▶ [INPUT RECORDS]:
## Begin

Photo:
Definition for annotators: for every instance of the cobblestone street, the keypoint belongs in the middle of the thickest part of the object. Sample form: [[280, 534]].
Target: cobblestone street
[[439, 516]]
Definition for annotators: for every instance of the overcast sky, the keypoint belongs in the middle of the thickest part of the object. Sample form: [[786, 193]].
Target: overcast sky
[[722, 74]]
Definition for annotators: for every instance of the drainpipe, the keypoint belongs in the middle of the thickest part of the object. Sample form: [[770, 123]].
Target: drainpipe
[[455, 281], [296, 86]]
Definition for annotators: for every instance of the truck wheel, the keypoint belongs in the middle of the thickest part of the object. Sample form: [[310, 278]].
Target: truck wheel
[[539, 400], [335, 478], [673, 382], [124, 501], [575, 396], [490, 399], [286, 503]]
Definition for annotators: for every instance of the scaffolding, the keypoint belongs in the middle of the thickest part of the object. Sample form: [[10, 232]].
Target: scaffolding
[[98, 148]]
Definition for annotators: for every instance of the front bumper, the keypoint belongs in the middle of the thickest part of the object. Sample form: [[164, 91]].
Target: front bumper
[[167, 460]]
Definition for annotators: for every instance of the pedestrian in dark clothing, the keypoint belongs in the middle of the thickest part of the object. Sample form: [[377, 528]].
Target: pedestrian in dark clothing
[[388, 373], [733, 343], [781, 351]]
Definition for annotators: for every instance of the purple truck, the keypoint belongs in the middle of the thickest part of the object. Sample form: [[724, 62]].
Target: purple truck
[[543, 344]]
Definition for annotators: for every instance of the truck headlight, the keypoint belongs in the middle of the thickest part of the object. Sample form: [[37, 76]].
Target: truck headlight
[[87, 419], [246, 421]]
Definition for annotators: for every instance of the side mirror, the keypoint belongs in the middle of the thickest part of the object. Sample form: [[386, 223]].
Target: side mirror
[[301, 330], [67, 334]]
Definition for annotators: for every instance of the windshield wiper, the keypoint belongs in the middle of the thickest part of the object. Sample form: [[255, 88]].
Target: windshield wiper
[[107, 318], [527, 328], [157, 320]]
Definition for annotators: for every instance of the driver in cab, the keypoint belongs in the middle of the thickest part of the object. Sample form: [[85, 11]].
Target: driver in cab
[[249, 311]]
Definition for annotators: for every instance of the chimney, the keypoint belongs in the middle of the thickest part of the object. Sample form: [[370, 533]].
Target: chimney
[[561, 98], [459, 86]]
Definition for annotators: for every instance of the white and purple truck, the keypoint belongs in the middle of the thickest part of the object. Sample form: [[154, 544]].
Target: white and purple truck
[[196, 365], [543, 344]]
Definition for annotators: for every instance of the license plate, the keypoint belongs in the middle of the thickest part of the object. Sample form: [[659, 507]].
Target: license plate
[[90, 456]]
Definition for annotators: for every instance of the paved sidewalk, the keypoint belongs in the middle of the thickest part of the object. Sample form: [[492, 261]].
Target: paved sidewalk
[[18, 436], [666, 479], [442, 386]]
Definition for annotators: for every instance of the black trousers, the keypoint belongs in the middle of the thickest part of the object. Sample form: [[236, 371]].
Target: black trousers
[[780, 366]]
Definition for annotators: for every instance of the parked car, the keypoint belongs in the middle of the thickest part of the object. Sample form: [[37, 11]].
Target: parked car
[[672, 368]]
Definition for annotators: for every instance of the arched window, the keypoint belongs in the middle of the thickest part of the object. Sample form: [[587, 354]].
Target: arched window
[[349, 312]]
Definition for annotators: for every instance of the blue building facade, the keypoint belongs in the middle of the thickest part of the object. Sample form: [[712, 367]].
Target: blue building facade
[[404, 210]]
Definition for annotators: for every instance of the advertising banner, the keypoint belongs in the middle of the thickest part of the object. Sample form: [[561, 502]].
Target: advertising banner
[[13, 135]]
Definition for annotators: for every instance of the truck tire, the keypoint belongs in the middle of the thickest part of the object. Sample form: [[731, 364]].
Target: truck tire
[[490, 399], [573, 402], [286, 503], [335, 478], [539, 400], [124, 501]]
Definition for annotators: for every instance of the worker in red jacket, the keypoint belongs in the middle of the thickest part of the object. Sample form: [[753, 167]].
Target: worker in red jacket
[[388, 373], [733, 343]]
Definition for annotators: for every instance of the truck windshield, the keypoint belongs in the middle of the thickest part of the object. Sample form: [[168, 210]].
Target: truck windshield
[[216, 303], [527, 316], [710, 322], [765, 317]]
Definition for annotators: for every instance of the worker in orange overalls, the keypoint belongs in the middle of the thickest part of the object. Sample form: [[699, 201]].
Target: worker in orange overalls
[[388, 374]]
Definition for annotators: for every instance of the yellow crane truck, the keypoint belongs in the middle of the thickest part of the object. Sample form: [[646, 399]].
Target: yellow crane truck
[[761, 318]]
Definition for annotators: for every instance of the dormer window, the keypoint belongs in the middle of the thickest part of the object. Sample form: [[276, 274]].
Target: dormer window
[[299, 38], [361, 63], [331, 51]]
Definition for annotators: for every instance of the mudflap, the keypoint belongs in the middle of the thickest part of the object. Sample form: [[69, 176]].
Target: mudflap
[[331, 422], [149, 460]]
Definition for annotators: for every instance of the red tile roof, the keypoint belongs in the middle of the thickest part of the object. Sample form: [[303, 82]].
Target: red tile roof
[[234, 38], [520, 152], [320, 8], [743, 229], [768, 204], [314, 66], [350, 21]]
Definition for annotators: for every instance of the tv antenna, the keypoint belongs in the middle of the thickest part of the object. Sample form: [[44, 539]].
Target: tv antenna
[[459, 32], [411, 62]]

## End

▶ [PROBLEM REQUIREMENTS]:
Retype the rows from the start through the line containing "[[87, 419], [246, 421]]", inclusive, without changing anything.

▶ [THE COMPLETED TASK]:
Photo:
Definition for annotators: for every instance of the cobblestone street, the keypoint belongs in the middle of the thickest part of the object. Sample form: [[280, 534]].
Target: cobblestone street
[[439, 516]]
Definition for annotators: for every instance of the overcast sky, the keypoint belongs in the middle of the thickest part of the object. Sample form: [[786, 193]].
Target: overcast sky
[[722, 74]]
Definition for annotators: for every instance of the drainpipe, the keypoint belongs in the middle of the thickest part of the object. Sample form: [[770, 123]].
Target: drainpipe
[[455, 281], [296, 86]]
Definition for annotators: for every instance of the truck wheel, the keypoint belongs in the middle of the thickest part of the object. Sample form: [[310, 278]].
Target: truck wheel
[[539, 400], [335, 478], [673, 382], [124, 501], [575, 396], [490, 399], [286, 503]]
Definition for annotators: for every instance of the scaffolding, the keypoint belongs in the middle of the thickest part of the object. Sample form: [[10, 232]].
Target: scaffolding
[[98, 148]]
Definition for annotators: for every instance of the front bumper, the keypoint belongs in the middle of the thickest part of the object. Sample form: [[164, 91]].
Target: front bumper
[[167, 460]]
Definition for annotators: for every instance of the pedestrian in dark clothing, the keypoint belongs in the middle of the thickest part of the object. Sample form: [[377, 528]].
Target: pedestrian in dark clothing
[[388, 373], [733, 343], [781, 351]]
Definition for annotators: for every instance of the purple truck, the keypoint belongs in the middle of the thickest part of the object. Sample form: [[724, 62]].
Target: purple truck
[[543, 344]]
Definition for annotators: for every instance of the truck headlight, the keypoint belongs in the middle of the thickest part of the object. Sample form: [[37, 76]].
Target: truck headlight
[[87, 419], [246, 421]]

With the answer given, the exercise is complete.